___ MATERIAL FOR THIS EXERCISE ___

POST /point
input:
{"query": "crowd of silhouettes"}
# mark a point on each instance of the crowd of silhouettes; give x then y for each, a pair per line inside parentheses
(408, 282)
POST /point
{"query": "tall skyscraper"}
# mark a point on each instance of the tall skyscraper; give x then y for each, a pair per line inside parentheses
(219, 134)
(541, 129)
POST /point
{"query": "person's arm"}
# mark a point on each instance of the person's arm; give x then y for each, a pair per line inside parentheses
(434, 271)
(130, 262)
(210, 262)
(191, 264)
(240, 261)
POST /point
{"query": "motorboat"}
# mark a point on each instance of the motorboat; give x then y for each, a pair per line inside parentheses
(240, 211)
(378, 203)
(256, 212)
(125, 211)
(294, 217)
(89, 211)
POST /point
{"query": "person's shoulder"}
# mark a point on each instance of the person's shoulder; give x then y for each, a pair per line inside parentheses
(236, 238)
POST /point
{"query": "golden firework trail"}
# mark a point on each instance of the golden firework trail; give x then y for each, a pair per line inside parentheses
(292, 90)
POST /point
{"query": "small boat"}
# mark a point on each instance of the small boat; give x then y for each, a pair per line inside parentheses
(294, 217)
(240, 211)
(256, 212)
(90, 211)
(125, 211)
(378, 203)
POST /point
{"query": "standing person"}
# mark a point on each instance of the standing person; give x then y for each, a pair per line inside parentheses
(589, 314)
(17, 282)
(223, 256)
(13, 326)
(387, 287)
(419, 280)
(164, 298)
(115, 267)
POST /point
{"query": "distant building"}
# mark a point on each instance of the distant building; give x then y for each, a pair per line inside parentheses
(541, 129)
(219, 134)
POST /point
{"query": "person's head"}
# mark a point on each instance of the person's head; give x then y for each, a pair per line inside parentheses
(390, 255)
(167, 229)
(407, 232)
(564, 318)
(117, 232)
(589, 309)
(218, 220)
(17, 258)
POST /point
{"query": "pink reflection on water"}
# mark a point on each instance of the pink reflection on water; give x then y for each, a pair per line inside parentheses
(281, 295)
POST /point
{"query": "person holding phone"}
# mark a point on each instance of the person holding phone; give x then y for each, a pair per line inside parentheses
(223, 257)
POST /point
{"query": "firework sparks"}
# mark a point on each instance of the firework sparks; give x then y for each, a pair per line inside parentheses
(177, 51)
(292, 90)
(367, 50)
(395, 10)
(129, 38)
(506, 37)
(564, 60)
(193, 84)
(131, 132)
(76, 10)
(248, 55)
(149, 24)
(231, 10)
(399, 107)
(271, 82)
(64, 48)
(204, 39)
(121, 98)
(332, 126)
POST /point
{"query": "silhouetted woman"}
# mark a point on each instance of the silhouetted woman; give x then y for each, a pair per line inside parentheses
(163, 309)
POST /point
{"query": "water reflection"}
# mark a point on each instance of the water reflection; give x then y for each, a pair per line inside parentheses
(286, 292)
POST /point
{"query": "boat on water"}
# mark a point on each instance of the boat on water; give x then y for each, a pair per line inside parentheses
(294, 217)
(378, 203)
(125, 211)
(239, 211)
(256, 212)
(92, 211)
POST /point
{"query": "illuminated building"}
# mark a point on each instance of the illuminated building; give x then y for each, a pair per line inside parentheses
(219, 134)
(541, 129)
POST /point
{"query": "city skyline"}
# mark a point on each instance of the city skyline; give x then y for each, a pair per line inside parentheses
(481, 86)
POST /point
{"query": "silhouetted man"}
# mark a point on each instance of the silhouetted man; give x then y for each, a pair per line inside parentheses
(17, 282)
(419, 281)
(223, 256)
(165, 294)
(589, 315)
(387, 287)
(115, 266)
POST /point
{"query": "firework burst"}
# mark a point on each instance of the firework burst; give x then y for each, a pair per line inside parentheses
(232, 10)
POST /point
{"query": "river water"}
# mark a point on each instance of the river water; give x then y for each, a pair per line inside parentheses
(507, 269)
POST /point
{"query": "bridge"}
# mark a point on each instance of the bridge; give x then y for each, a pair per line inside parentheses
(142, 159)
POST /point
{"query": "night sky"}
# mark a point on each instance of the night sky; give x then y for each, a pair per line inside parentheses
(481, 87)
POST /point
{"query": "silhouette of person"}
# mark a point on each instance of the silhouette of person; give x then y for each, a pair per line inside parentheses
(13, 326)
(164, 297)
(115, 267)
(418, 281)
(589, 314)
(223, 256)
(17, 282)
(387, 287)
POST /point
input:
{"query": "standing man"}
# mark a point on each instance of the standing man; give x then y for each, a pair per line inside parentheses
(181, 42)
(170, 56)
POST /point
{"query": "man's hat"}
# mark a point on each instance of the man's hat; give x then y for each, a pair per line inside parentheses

___

● WORK ITEM
Transcribe the data above completely and exactly.

● EXERCISE ANSWER
POST /point
input:
{"query": "crowd of silhouettes"}
# mark a point on each instance of the crowd of silhouettes; give x then y for each, a pair per line inside parentheses
(408, 282)
POST /point
{"query": "tall skyscraper"}
# mark a point on each instance of the tall skyscraper; give x then y for each, a pair per line inside parentheses
(219, 134)
(541, 129)
POST /point
{"query": "person's arm"}
# mark a point on each instance of the person's arm; give x then y for each, a pair per line inside parentheses
(434, 271)
(130, 262)
(210, 262)
(191, 264)
(240, 261)
POST /point
{"query": "motorboat"}
# mark a point on each instance of the motorboat; give x then y for each, a pair per line inside parentheses
(240, 211)
(378, 203)
(256, 212)
(125, 211)
(294, 217)
(89, 211)
POST /point
{"query": "person's shoulder"}
# mark a point on each instance of the person's shoulder; give x then y for each, a pair per line inside parentheses
(236, 238)
POST /point
{"query": "golden firework trail"}
# mark a point on each instance of the golden firework trail; give x then y for each, a pair per line inside parentheses
(292, 90)
POST /point
{"query": "small boat"}
# mark a point on each instance of the small boat; give x then y for each, a pair per line inside parentheses
(294, 217)
(240, 211)
(256, 212)
(90, 211)
(125, 211)
(378, 203)
POST /point
{"query": "standing person"}
# mark a point on each instance of the standing person; give x then y for each, a pair per line inside parentheses
(589, 314)
(17, 282)
(223, 256)
(13, 326)
(387, 287)
(419, 280)
(164, 298)
(115, 267)
POST /point
{"query": "distant building"}
# mark a point on each instance of the distant building; give x then y for each, a pair per line inside parentheses
(541, 129)
(219, 134)
POST /point
{"query": "person's head"}
# mark a point on each instance of the person's head; give x then y for each, a pair per line inside parentheses
(390, 255)
(167, 229)
(407, 232)
(564, 318)
(117, 232)
(589, 309)
(218, 220)
(17, 258)
POST /point
{"query": "pink reflection on water"}
# mark a point on each instance of the pink reflection on water; give x then y for each, a pair per line inside parentheses
(281, 295)
POST /point
{"query": "person holding phone"}
# mark a point on each instance of the person holding phone; give x then y for each, a pair per line inside parentheses
(223, 257)
POST /point
{"query": "firework sparks"}
# mark a point on each instance of the firework sparks; give x then y for each, a pair per line inside parentheses
(177, 51)
(292, 90)
(367, 50)
(395, 10)
(129, 38)
(506, 37)
(564, 60)
(193, 84)
(131, 132)
(76, 10)
(248, 55)
(149, 24)
(231, 10)
(399, 107)
(271, 82)
(64, 48)
(204, 39)
(121, 98)
(332, 126)
POST /point
{"query": "silhouetted woman"}
# mark a point on each instance of the silhouetted woman; give x then y for each, a pair per line inside parentheses
(163, 309)
POST /point
{"query": "water reflection"}
# mark a point on each instance of the water reflection; give x then y for each, a pair per line inside parentheses
(286, 292)
POST /point
{"query": "boat on water"}
# mark a point on each instance of the boat on water; give x then y for each, a pair per line inside parentheses
(294, 217)
(378, 203)
(125, 211)
(239, 211)
(256, 212)
(92, 211)
POST /point
{"query": "illuminated building"}
# mark a point on each instance of the illuminated building; give x then y for each, a pair per line inside parentheses
(219, 134)
(541, 129)
POST /point
{"query": "city skyline"}
# mark a point on each instance of the city skyline; give x then y for each, a pair per line inside parentheses
(481, 86)
POST /point
{"query": "silhouetted man"}
# mark a point on each instance of the silhouetted man; give x then y for each, a pair per line inside parentheses
(17, 282)
(419, 281)
(223, 256)
(165, 294)
(589, 315)
(387, 287)
(115, 266)
POST /point
{"query": "firework burst"}
# mark a point on each instance of the firework burst; give x then y for each, a pair per line inside parentheses
(232, 10)
POST /point
{"query": "river water"}
# mark a point on each instance of the river water; give x then y for each, a pair per line inside parentheses
(507, 269)
POST /point
{"query": "bridge"}
# mark a point on each instance of the bridge; give x then y for each, a pair per line inside parentheses
(142, 159)
POST /point
{"query": "night sky"}
# mark a point on each instance of the night sky; give x then y for each, a pair per line inside parentheses
(481, 87)
POST /point
{"query": "silhouette of person"}
# mark a point on each instance of the silhouette of person; give x then y for each, a pair per line inside parentheses
(13, 326)
(164, 297)
(115, 267)
(418, 281)
(589, 314)
(223, 256)
(17, 282)
(387, 287)
POST /point
input:
{"query": "standing man"}
# mark a point on each instance of the standing man; give x then y for each, a pair per line inside parentheses
(181, 42)
(170, 56)
POST /point
{"query": "man's hat"}
# mark a point on each instance of the man's hat; give x then y for each, a pair per line inside parentheses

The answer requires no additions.